**To do**.
Copy out the director's essay from "By Sean McCarthy" up to and including "bright and beautiful.", swapping "darkness" for "gloom".

**Text passage**.
◆ ◆ ◆ ◆

Personal Filmmaking and Spectacle in a Music Video: A Director’s Essay.

By Sean McCarthy

When I first was approached to take on “Moving Out” as a project to direct, I was equal parts intrigued and apprehensive. Having been involved in many music videos, I didn’t want to repeat myself visually, nor was I interested in shooting a straight forward performance video. A lot of my previous work skews towards the lurid, having always had a fascination and penchant towards darker themes.  At the time, I was going through a very personal, intense period in my life. I was watching someone I loved in pain, and consequently I was experiencing a deep pain myself. I emerged through this darkness in my life with a newly profound understanding of beauty and love. This very personal breakthrough, coupled with not wanting to professionally repeat myself, led me to the decision to create something bright and beautiful.

Cassandra’s song “Moving Out” spoke to me on an instinctual level, and I immediately felt I could do the song justice by not only addressing the song’s themes, but connecting them with my own personal experiences. And so I set forth with a specific, epic vision in my mind, one bursting with luminous visuals but telling a quite simplistic tale of love lost and found. My idea was to tell the story of a girl’s journey through her own head, represented by an art gallery whose paintings all reveal and bring to life her the depths of her subconscious: inner fears, neurosis, and memories. The different styles and selections of artwork depict the various facets of her mind, where colors and textures clash and meld to lead her on through her trek. I wanted this to be cinematic, magical, and a love letter to creativity and exploration of our universal need for love and connection. An enormous amount of time, energy, and thought were needed to execute what I envisioned in my mind’s eye. As a cinephile and admirer of many prolific directors, I’ve sought many great works to learn, from my formative years to the present. From David Fincher and Mark Romanek, to Spike Jonze and Michel Gondry, the creative stamp and ambition they each implemented into their music videos was brilliant and rare. Their inspiration stays with me to this day and helped me in my quest to create something unique of my own.

◆ ◆ ◆ ◆

(Region pointing data)
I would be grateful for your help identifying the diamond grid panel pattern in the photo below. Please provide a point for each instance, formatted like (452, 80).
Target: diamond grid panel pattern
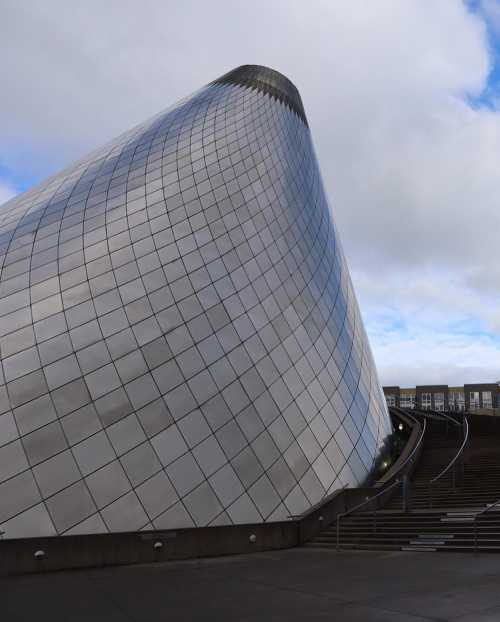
(180, 342)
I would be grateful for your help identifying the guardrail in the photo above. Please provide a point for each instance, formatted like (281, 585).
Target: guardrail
(486, 509)
(453, 461)
(398, 482)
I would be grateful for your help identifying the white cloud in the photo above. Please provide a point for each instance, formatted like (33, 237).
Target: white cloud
(411, 166)
(7, 191)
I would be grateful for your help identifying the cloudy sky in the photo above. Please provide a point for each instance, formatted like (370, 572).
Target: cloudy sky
(403, 100)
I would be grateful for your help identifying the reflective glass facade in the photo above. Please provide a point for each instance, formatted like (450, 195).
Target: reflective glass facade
(180, 341)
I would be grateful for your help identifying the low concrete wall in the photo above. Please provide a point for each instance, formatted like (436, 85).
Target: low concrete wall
(17, 556)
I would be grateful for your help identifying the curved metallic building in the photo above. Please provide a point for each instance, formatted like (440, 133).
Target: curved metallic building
(180, 342)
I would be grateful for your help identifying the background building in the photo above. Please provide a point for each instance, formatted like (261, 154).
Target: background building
(469, 397)
(180, 342)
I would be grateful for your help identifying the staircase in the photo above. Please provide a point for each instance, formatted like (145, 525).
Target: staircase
(443, 521)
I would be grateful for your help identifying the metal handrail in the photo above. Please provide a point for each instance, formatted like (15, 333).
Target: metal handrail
(486, 509)
(417, 445)
(360, 505)
(397, 482)
(316, 505)
(461, 448)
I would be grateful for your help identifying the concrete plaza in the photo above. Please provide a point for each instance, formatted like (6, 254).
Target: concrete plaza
(290, 585)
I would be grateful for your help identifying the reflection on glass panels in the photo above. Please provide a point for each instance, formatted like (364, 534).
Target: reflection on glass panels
(179, 338)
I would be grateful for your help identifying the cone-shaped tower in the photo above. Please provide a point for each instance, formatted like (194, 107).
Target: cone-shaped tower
(180, 342)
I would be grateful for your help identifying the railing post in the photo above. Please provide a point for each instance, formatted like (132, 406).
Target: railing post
(475, 536)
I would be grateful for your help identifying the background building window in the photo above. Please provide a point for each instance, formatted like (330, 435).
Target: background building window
(487, 401)
(407, 401)
(439, 401)
(426, 401)
(473, 400)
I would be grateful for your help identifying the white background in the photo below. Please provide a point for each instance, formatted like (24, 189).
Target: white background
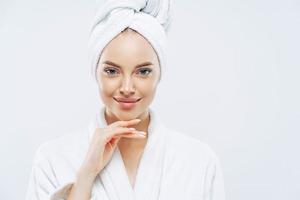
(232, 81)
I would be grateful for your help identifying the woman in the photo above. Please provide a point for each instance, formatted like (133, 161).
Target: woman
(127, 152)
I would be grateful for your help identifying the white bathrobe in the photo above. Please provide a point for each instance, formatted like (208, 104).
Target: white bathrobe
(173, 166)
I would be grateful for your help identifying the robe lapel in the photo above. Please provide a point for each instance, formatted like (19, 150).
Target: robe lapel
(149, 172)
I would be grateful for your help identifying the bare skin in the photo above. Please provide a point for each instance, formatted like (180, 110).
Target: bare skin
(120, 74)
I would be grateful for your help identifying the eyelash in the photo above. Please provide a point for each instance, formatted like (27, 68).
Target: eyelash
(143, 69)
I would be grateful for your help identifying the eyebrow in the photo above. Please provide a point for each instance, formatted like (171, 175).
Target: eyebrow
(118, 66)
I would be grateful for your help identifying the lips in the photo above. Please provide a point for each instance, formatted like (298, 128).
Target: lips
(127, 100)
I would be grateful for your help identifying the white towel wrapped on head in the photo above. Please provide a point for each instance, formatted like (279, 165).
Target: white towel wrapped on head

◆ ◆ ◆ ◆

**Finished task**.
By Sean McCarthy

When I first was approached to take on “Moving Out” as a project to direct, I was equal parts intrigued and apprehensive. Having been involved in many music videos, I didn’t want to repeat myself visually, nor was I interested in shooting a straight forward performance video. A lot of my previous work skews towards the lurid, having always had a fascination and penchant towards darker themes.  At the time, I was going through a very personal, intense period in my life. I was watching someone I loved in pain, and consequently I was experiencing a deep pain myself. I emerged through this gloom in my life with a newly profound understanding of beauty and love. This very personal breakthrough, coupled with not wanting to professionally repeat myself, led me to the decision to create something bright and beautiful.